Dataset records about object locations
◆ ◆ ◆ ◆ ◆

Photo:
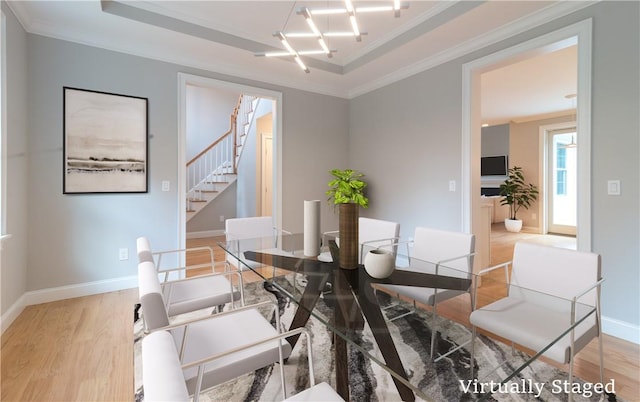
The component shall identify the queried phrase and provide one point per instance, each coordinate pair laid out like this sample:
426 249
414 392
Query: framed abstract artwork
105 142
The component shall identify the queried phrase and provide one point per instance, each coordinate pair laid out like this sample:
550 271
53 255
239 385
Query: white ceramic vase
379 263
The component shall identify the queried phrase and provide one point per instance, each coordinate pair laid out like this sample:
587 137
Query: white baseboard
12 313
65 292
206 233
621 329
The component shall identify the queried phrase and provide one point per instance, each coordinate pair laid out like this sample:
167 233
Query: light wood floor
81 349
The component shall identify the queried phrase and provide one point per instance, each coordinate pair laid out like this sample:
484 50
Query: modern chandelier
349 11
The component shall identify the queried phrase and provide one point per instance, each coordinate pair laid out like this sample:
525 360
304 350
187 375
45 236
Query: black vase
348 227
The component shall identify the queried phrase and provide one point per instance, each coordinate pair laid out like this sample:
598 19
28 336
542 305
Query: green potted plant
347 187
517 194
347 191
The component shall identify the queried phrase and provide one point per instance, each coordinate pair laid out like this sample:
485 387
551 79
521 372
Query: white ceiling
223 36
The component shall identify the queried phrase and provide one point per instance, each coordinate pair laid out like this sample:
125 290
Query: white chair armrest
202 362
441 262
575 298
486 270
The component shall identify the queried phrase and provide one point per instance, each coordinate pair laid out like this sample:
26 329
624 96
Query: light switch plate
613 187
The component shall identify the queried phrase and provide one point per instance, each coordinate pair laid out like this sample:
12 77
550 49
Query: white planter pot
513 225
379 263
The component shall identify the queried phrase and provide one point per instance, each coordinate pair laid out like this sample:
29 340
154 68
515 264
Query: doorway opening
561 179
579 34
270 100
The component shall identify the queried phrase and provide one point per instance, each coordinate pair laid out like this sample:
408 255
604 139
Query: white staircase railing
212 167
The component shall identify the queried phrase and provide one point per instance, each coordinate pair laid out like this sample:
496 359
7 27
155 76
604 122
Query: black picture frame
105 144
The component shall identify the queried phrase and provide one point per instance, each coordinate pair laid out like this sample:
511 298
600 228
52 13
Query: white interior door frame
579 33
184 80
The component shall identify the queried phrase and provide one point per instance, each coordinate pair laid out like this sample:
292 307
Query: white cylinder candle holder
379 263
312 228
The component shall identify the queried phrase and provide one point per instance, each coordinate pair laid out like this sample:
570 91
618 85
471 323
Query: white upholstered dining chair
548 289
435 251
211 349
163 378
186 294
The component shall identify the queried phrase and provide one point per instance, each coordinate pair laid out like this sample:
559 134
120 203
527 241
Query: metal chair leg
434 331
472 348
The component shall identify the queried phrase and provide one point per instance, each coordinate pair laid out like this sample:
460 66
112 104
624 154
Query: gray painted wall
407 138
495 140
13 271
74 239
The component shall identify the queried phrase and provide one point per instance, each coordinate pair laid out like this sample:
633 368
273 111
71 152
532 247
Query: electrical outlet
123 254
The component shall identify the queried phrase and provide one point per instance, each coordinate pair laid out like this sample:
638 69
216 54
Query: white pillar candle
312 228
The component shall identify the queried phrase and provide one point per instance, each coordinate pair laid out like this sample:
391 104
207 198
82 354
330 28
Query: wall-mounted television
494 165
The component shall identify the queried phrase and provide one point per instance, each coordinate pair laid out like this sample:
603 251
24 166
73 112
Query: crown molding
516 27
536 19
391 35
19 10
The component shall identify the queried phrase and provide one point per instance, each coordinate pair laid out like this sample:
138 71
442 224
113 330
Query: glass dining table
348 302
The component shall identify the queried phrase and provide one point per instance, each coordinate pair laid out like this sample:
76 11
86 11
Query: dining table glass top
362 313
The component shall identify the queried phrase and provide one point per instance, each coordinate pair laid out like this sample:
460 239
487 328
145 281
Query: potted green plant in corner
517 194
347 191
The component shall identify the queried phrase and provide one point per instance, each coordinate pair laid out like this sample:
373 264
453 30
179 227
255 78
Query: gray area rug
443 381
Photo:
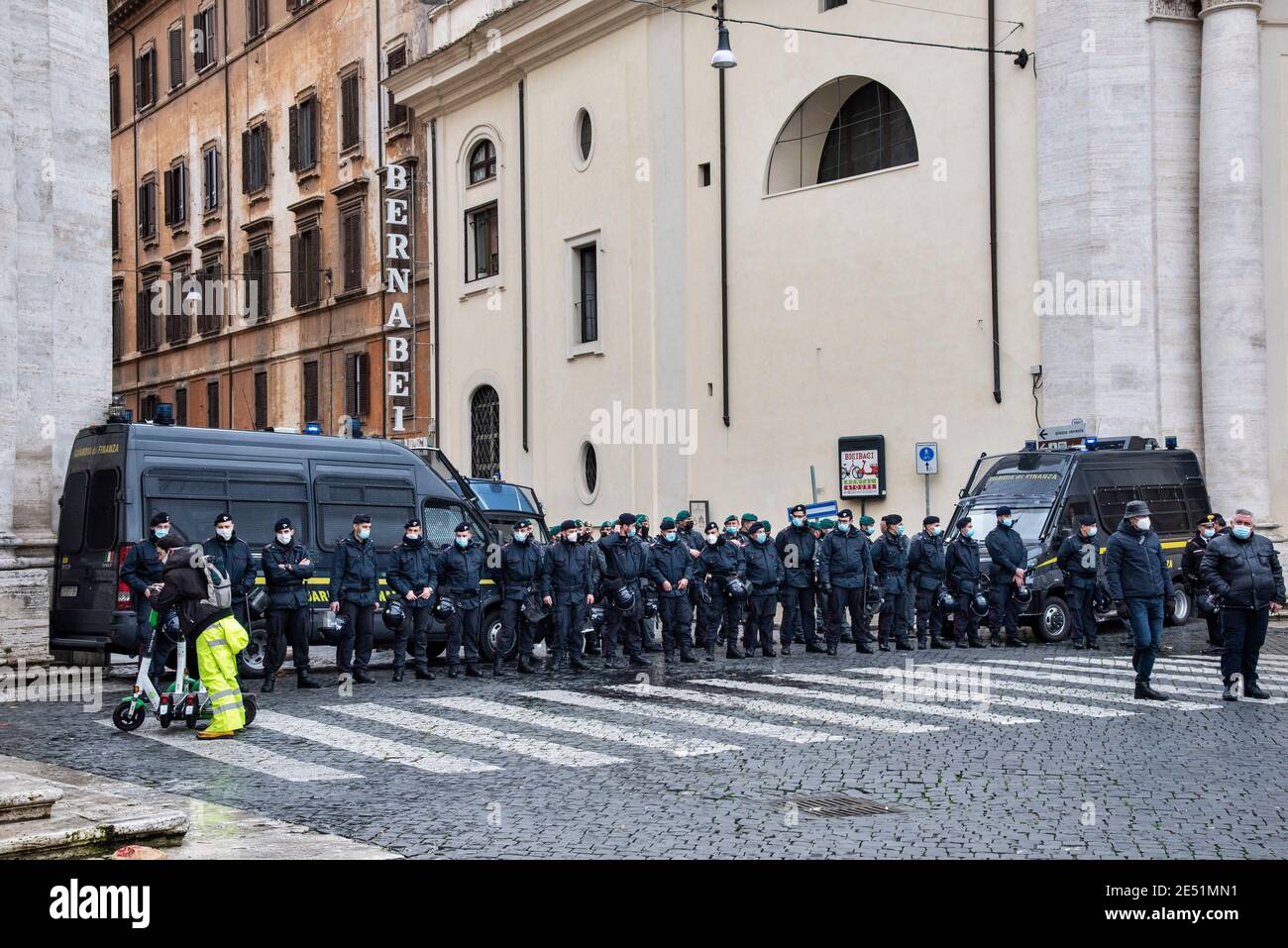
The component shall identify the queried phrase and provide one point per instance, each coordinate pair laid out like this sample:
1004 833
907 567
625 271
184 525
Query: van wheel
1054 621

◆ ◆ ◆ ◆ ◆

Work required: Reproduce each record above by retyping it exactly; omit all images.

Response:
Photo:
The component shall identify the queried phrase and provide one point per instance, each coordinate pair laid out like this sample:
426 249
414 392
Query: framed abstract artwork
105 142
The component shall identify the queried phrase and provide one point per instance, each coordinate pair laid out like this sample:
550 271
53 255
239 385
Query: white ceramic vase
379 263
The component shall identify the queried phrase and provide one point per instance, each coordinate pair laid out like this sample:
587 137
Query: white baseboard
12 313
65 292
206 233
621 329
The component shall identify the queried phrase and provide one point per instance, each coordinate pair laid out like this sample:
167 233
Query: light wood floor
81 349
The component shall identify the queried phrase and provide one point per instance, each coordinate pair laid out like this sample:
484 50
Query: modern chandelier
349 11
The component shall identify the queried phrase and provide one point per instance, each coordinate pair laid out like this sample:
525 360
304 350
187 375
45 236
Query: black vase
348 227
The component shall identify the queried phrase and provide one point per instance, each coordinate pair laid out like this sample:
598 19
28 336
542 305
Query: green potted plant
347 187
517 194
347 191
The component shall identify the queried phrase and provide one point per instance, each coordinate pair laid out like this sample:
485 387
551 79
521 372
Query: white ceiling
223 36
The component shall identify the queried phrase and provide one point per instance, each coordinate pair laid out like this sample:
125 290
Query: white chair armrest
202 362
441 262
575 298
486 270
The component shall identify the queried phrase and provide one point per instance, each coordinate pair laid out like this sample:
26 329
624 96
Query: light switch plate
613 187
The component shall identify the queried phrase and provide one point per instance, each coordinate pair laid out like this sample:
12 77
550 49
Query: white planter pot
513 225
379 263
The component shall identify the queried phrase and provide one point per instance, each coordinate pair laid out like this sample:
29 340
154 68
515 264
Query: doorway opening
561 179
579 34
270 100
The component shall identify the queried phrase and provide one point per instance, each coordinate pair laid out like this sample:
408 255
604 139
Query: white staircase railing
212 167
The component shall identify the queried phrase and provide one point per instance, each coordinate pair laid out like this sample:
496 359
7 27
155 76
604 122
Query: black picture frame
105 144
The component shall identify the queried phrase and provide one point per instance, each coordinate pair laid out like this sample:
511 298
600 228
52 13
Query: white interior door frame
579 33
184 80
The component shall identify the queried phrase and provide one point per instance, each coordinate pair laid out like this sample:
292 307
Query: white cylinder candle holder
379 263
312 228
The component shall identify the queried phrase and provide one point per instance, each coordinate pair laid out like this sample:
570 91
618 85
471 323
Query: white upholstered dining chair
548 289
435 251
211 349
163 378
186 294
The component shall identify the queried phrase and provide one point per instance, each coordinate pair laid out like this sample:
559 134
120 203
527 241
Query: metal chair leg
434 331
472 348
The component shall identify the queried phrase and provide one point per instance, each coordinate pair laid out like this sample:
460 66
112 104
624 154
Query: gray painted wall
407 138
495 140
13 271
74 239
The component shall identify the queried phrase and provide one point per instance, each coordinate pair laid out like this sample:
633 368
273 111
71 152
532 247
Query: electrical outlet
123 254
The component shall identify the queried phrase and provide one point per instance, each coordinate pair laid out like this sample:
638 69
216 54
Query: white pillar candle
312 228
The component shall identify the queried phrase and provide one point per instance, each coordinate pair laid out like this sample:
391 104
207 198
82 354
330 28
Query: wall-mounted television
494 165
The component shall identify the queried phrase and provide one point per instance, each coordinate pair laid out like this sample:
603 251
24 166
73 112
Query: crown molding
516 27
536 19
391 35
19 10
The component shall identify the queried phrase and provide one point per instance, each coordinate pair laid out like this sample:
138 71
442 224
113 330
Query: glass dining table
348 302
The component shall identify the queried phrase and provide one point per instance, each coordinate pair laid out like this sample:
76 11
86 11
Query: dining table glass top
362 313
The component shall identify the queried phrase and provide one point per instance, each coordinate pair laid out like this sample:
460 239
487 328
145 281
Query: potted green plant in corner
517 194
347 191
The component shall identify the queried phrase and provide one point per instance, each coordinate pair laid out like this sample:
373 264
453 30
179 227
255 78
Query: gray area rug
443 381
Photo:
The component shall identify the queried phrase and provide one point per instance, each coordinate pair laid out like this sample:
1004 833
907 567
625 271
184 525
Query: van wheel
1054 621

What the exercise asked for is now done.